Stated exercise –
Locate the line with "mark: purple thermos" in the material. Copy that line and each one after it, through the last, exactly and with nothing else.
====
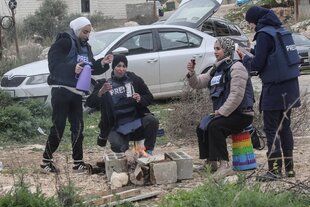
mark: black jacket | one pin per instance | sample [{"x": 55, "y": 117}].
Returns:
[
  {"x": 62, "y": 71},
  {"x": 108, "y": 121}
]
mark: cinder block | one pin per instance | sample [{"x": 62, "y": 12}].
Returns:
[
  {"x": 163, "y": 172},
  {"x": 115, "y": 162},
  {"x": 184, "y": 164}
]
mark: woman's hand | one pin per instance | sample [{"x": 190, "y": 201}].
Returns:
[
  {"x": 107, "y": 59},
  {"x": 137, "y": 97},
  {"x": 105, "y": 88},
  {"x": 241, "y": 54}
]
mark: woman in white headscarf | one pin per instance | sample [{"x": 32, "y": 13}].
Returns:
[
  {"x": 232, "y": 96},
  {"x": 66, "y": 59}
]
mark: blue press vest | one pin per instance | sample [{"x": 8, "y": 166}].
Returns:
[
  {"x": 219, "y": 86},
  {"x": 282, "y": 64},
  {"x": 123, "y": 107}
]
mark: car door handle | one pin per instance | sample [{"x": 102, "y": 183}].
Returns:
[{"x": 152, "y": 60}]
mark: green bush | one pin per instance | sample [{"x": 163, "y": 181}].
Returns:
[
  {"x": 37, "y": 108},
  {"x": 20, "y": 195},
  {"x": 17, "y": 123},
  {"x": 218, "y": 194}
]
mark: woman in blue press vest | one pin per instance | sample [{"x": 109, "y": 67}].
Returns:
[
  {"x": 277, "y": 67},
  {"x": 66, "y": 59}
]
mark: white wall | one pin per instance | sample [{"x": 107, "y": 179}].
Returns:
[{"x": 111, "y": 8}]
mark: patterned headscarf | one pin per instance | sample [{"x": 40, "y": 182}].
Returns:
[{"x": 228, "y": 46}]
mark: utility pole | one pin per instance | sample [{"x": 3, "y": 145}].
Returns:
[
  {"x": 1, "y": 47},
  {"x": 155, "y": 12},
  {"x": 12, "y": 6}
]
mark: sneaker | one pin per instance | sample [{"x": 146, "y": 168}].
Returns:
[
  {"x": 49, "y": 167},
  {"x": 79, "y": 167},
  {"x": 269, "y": 176}
]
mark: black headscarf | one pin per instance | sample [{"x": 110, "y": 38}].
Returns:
[{"x": 117, "y": 59}]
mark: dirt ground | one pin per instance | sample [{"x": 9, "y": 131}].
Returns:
[{"x": 26, "y": 159}]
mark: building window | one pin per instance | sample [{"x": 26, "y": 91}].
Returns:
[{"x": 85, "y": 6}]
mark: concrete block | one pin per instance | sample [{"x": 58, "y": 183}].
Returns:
[
  {"x": 184, "y": 164},
  {"x": 163, "y": 172},
  {"x": 115, "y": 162}
]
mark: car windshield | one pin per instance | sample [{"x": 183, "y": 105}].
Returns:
[
  {"x": 301, "y": 40},
  {"x": 99, "y": 41},
  {"x": 192, "y": 13}
]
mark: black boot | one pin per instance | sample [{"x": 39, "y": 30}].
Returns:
[
  {"x": 274, "y": 168},
  {"x": 289, "y": 164}
]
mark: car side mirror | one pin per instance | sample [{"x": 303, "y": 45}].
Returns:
[{"x": 120, "y": 50}]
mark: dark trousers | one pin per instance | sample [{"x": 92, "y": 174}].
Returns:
[
  {"x": 148, "y": 131},
  {"x": 272, "y": 121},
  {"x": 212, "y": 142},
  {"x": 66, "y": 104}
]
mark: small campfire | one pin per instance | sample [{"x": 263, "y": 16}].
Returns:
[
  {"x": 139, "y": 149},
  {"x": 136, "y": 166}
]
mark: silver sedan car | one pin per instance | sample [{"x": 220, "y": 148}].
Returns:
[{"x": 157, "y": 53}]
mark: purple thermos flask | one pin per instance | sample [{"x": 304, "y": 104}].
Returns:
[{"x": 84, "y": 80}]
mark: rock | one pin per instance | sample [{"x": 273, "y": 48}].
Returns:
[{"x": 118, "y": 180}]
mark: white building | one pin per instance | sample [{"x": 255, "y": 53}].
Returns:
[{"x": 110, "y": 8}]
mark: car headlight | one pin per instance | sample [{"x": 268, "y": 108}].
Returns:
[{"x": 37, "y": 79}]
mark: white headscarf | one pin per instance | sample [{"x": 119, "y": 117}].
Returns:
[{"x": 78, "y": 23}]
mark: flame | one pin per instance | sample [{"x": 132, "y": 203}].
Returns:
====
Worked solution –
mark: purple thermos flask | one pin per instance | sample [{"x": 304, "y": 104}].
Returns:
[{"x": 84, "y": 80}]
mark: rock | one pin per instance | sample [{"x": 273, "y": 48}].
Returns:
[{"x": 118, "y": 180}]
mark: white building | one pin per instance | sample [{"x": 255, "y": 53}].
Returns:
[{"x": 110, "y": 8}]
mark: car headlight | one pin per instance | sample [{"x": 268, "y": 108}].
Returns:
[{"x": 37, "y": 79}]
mark: white headscarf | one pin per instance | sample [{"x": 119, "y": 117}].
Returns:
[{"x": 78, "y": 23}]
mark: flame | one pin per instance | sample [{"x": 132, "y": 203}].
Returns:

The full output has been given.